-- REQUIRED ACTION --
Could you return all of the records exactly, minus their images?

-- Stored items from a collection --
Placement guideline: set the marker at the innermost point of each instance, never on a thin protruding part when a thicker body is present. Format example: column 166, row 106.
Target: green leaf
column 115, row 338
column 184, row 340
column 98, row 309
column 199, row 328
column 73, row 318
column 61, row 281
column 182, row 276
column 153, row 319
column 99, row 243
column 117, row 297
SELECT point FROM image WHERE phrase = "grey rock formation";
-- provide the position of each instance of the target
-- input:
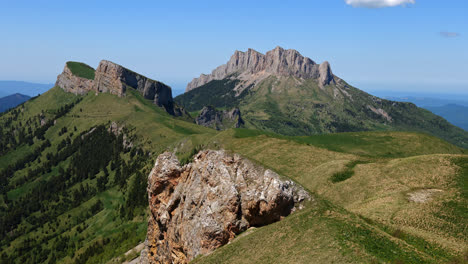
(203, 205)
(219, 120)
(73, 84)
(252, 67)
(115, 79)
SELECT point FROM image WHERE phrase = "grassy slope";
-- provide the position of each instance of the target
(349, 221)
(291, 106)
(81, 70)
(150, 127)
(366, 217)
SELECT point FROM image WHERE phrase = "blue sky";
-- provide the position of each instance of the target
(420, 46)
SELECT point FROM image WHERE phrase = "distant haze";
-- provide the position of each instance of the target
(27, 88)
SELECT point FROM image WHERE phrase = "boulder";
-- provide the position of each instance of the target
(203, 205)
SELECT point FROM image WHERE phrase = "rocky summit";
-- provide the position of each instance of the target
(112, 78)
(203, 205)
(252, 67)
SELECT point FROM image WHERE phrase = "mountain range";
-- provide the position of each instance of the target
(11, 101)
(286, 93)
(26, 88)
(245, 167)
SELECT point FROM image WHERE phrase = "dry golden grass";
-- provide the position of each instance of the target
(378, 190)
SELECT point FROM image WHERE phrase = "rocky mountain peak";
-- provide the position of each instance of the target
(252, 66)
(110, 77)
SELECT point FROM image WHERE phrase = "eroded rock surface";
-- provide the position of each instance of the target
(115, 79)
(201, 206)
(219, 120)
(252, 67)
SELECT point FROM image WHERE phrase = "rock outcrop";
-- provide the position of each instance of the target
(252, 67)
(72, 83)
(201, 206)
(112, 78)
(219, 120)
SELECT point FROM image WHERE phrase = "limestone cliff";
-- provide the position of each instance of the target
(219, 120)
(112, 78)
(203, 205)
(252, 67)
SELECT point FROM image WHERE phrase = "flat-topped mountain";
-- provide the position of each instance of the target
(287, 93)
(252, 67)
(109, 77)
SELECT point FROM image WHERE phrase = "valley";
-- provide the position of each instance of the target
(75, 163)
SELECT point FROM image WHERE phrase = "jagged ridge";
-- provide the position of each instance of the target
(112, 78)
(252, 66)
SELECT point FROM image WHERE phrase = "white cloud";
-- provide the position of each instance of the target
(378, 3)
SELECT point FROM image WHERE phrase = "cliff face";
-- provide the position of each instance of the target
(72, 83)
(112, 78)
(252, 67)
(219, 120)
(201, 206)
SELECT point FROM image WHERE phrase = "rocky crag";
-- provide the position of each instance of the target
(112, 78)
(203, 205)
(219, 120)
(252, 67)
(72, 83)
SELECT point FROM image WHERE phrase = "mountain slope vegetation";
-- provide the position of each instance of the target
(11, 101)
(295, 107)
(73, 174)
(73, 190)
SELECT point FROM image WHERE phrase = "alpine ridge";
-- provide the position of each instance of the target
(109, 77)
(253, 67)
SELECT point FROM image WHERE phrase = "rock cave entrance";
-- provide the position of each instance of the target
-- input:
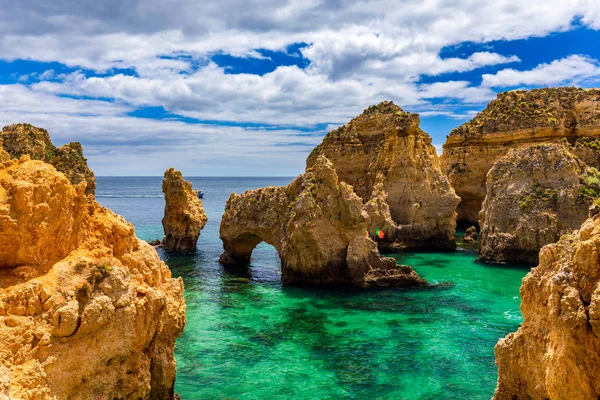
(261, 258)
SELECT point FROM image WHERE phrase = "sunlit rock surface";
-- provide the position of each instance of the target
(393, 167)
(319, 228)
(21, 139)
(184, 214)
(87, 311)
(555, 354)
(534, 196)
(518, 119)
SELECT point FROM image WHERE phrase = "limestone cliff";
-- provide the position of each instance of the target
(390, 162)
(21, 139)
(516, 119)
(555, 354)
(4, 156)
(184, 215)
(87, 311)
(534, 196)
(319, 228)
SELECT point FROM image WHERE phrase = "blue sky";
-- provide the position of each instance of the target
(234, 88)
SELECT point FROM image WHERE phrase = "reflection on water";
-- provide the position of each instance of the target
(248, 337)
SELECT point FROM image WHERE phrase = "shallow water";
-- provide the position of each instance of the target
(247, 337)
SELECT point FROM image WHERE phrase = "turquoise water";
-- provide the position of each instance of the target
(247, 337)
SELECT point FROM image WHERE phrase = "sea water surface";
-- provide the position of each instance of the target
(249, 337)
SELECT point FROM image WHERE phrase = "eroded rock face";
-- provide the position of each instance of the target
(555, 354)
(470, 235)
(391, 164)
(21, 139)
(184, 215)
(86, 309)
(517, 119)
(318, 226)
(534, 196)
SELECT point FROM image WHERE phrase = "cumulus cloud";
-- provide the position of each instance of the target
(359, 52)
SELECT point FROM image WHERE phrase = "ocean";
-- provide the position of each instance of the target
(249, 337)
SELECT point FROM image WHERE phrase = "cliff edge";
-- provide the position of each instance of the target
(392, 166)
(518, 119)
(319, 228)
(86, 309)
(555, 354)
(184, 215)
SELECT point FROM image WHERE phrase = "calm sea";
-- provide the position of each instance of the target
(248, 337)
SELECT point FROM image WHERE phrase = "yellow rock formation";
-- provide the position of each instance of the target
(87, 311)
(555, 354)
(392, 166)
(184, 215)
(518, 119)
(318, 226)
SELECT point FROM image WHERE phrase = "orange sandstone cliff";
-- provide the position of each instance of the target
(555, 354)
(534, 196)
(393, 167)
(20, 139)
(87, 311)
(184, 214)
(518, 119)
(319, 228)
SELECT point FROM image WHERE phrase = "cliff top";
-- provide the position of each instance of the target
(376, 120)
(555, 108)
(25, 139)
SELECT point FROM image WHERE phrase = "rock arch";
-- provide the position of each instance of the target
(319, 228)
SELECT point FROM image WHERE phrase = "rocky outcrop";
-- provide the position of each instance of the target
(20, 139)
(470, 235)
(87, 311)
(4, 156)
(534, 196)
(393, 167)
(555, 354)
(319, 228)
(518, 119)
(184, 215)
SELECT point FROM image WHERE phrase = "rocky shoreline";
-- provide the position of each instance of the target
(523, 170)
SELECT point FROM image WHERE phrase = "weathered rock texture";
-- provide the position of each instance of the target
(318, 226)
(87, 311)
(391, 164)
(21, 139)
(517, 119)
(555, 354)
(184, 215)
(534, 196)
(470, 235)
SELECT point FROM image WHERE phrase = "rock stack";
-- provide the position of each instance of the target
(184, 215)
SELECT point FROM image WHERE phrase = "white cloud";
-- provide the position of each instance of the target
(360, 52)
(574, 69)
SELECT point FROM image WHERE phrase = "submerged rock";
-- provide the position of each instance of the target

-- RESULT OF THE EXERCISE --
Placement guideline: set the marker at the innermost point of each instance, never on a thin protruding part when a thicker body is present. Format example: column 166, row 106.
Target: green leaf
column 115, row 338
column 184, row 340
column 98, row 309
column 199, row 328
column 73, row 318
column 61, row 281
column 182, row 276
column 153, row 319
column 99, row 243
column 117, row 297
SELECT point FROM image WHERE phrase = "grey rock formation";
-- provide the position of each instance of the target
-- input:
(203, 205)
(219, 120)
(73, 84)
(252, 67)
(115, 79)
SELECT point FROM image WHERE phrase = "grassy slope";
-- provide the position of each instance of the target
(349, 221)
(291, 106)
(81, 70)
(150, 127)
(366, 217)
SELECT point FROM image WHERE phrase = "blue sky";
-- provide the position of each instance of the target
(420, 46)
SELECT point FROM image WHERE phrase = "distant haze";
-- provide the position of each instance of the target
(27, 88)
SELECT point FROM image WHERE phrase = "boulder";
-- provide the position of each instance of the target
(203, 205)
SELECT point FROM image WHERE phrase = "rocky summit";
-- provide the position of each instance of the target
(112, 78)
(203, 205)
(252, 67)
SELECT point FROM image WHERE phrase = "mountain range";
-- provide the position of each instance of the target
(11, 101)
(286, 93)
(26, 88)
(245, 167)
SELECT point FROM image WHERE phrase = "dry golden grass";
-- provide the position of each instance of the target
(378, 190)
SELECT point FROM image WHERE phrase = "rocky mountain peak";
-- provide the position of each instance of the target
(252, 66)
(110, 77)
SELECT point FROM image WHERE phrase = "eroded rock surface";
-- provide the position of each instance of the target
(115, 79)
(201, 206)
(219, 120)
(252, 67)
SELECT point FROM image WHERE phrase = "rock outcrop";
-- provide the position of each instance of the target
(252, 67)
(72, 83)
(201, 206)
(112, 78)
(219, 120)
SELECT point FROM image WHERE phrase = "limestone cliff";
-- provide the position of each instance of the target
(219, 120)
(112, 78)
(203, 205)
(252, 67)
SELECT point FROM image WHERE phrase = "flat-topped mountain";
-- provide the position of each instance of the target
(287, 93)
(252, 67)
(109, 77)
SELECT point FROM image WHERE phrase = "valley";
-- provide the position of each instance of the target
(75, 163)
SELECT point FROM image WHERE phrase = "jagged ridge";
-- provide the position of each instance of the target
(112, 78)
(252, 66)
SELECT point FROM image WHERE phrase = "white cloud";
-- provide the position of each instance of the target
(378, 3)
SELECT point FROM image WHERE phrase = "cliff face";
-- provide the position of each instance of the target
(72, 83)
(112, 78)
(252, 67)
(219, 120)
(201, 206)
SELECT point FROM image WHERE phrase = "rocky crag";
-- provide the position of each instance of the target
(112, 78)
(203, 205)
(219, 120)
(252, 67)
(72, 83)
SELECT point FROM image WHERE phrase = "mountain slope vegetation";
-- provide the position of each instance of the target
(11, 101)
(295, 107)
(73, 174)
(73, 190)
SELECT point FROM image WHERE phrase = "alpine ridge";
-- provide the position of each instance of the target
(109, 77)
(253, 67)
SELECT point FROM image WHERE phrase = "rock cave entrance";
-- provide the position of each instance of the target
-- input:
(261, 258)
SELECT point FROM image WHERE phrase = "sunlit rock surface";
-- provide the position of each instance of the target
(393, 167)
(319, 228)
(21, 139)
(184, 214)
(87, 311)
(555, 354)
(534, 196)
(518, 119)
SELECT point FROM image WHERE phrase = "limestone cliff";
-- provide the position of each instance of the target
(390, 162)
(21, 139)
(516, 119)
(555, 354)
(4, 156)
(184, 215)
(87, 311)
(534, 196)
(319, 228)
SELECT point FROM image WHERE phrase = "blue sky";
-- provide the position of each instance of the target
(234, 88)
SELECT point FROM image WHERE phrase = "reflection on water";
-- provide the position of each instance of the target
(248, 337)
SELECT point FROM image WHERE phrase = "shallow water";
-- provide the position of each instance of the target
(247, 337)
SELECT point FROM image WHERE phrase = "turquoise water";
-- provide the position of each instance of the target
(247, 337)
SELECT point FROM image WHERE phrase = "sea water surface";
-- provide the position of each instance of the target
(249, 337)
SELECT point FROM image WHERE phrase = "eroded rock face";
-- provide the position of each instance of the target
(555, 354)
(470, 235)
(391, 164)
(21, 139)
(184, 215)
(86, 309)
(517, 119)
(318, 226)
(534, 196)
SELECT point FROM image WHERE phrase = "cumulus cloud";
-- provide the position of each instance of the target
(359, 52)
SELECT point FROM image WHERE phrase = "ocean";
-- provide the position of each instance of the target
(249, 337)
SELECT point FROM image WHERE phrase = "cliff edge";
-- provide the position of each instance of the target
(392, 166)
(518, 119)
(319, 228)
(86, 309)
(555, 354)
(184, 215)
SELECT point FROM image WHERE phrase = "calm sea";
-- provide the position of each instance of the target
(248, 337)
SELECT point FROM image WHERE phrase = "yellow rock formation";
-- provide the position of each instance of the target
(87, 311)
(555, 354)
(392, 166)
(184, 215)
(518, 119)
(318, 226)
SELECT point FROM image WHERE phrase = "orange sandstone cliff";
-- provide the position of each instance of the target
(555, 354)
(534, 196)
(393, 167)
(20, 139)
(87, 311)
(184, 214)
(518, 119)
(319, 228)
SELECT point FROM image WHERE phrase = "cliff top";
-- provide the position of each instance of the target
(376, 120)
(555, 108)
(25, 139)
SELECT point FROM image WHERE phrase = "rock arch";
-- provide the position of each instance of the target
(319, 228)
SELECT point FROM image WHERE phrase = "rocky outcrop";
-- provide the position of each instance of the target
(20, 139)
(470, 235)
(87, 311)
(4, 156)
(534, 196)
(393, 167)
(555, 354)
(319, 228)
(518, 119)
(184, 215)
SELECT point FROM image WHERE phrase = "rocky shoreline";
-- provide the position of each instance of the target
(523, 170)
SELECT point FROM image WHERE phrase = "weathered rock texture";
-- provide the position of each instance of the target
(318, 226)
(87, 311)
(391, 164)
(21, 139)
(517, 119)
(555, 354)
(184, 215)
(534, 196)
(470, 235)
SELECT point FROM image WHERE phrase = "rock stack";
-- provide the position of each instance of the target
(184, 215)
SELECT point FROM image WHERE phrase = "white cloud";
-- provide the position of each instance of the target
(360, 52)
(574, 69)
SELECT point FROM image WHERE phrase = "submerged rock";
-- provide the position of each instance of the target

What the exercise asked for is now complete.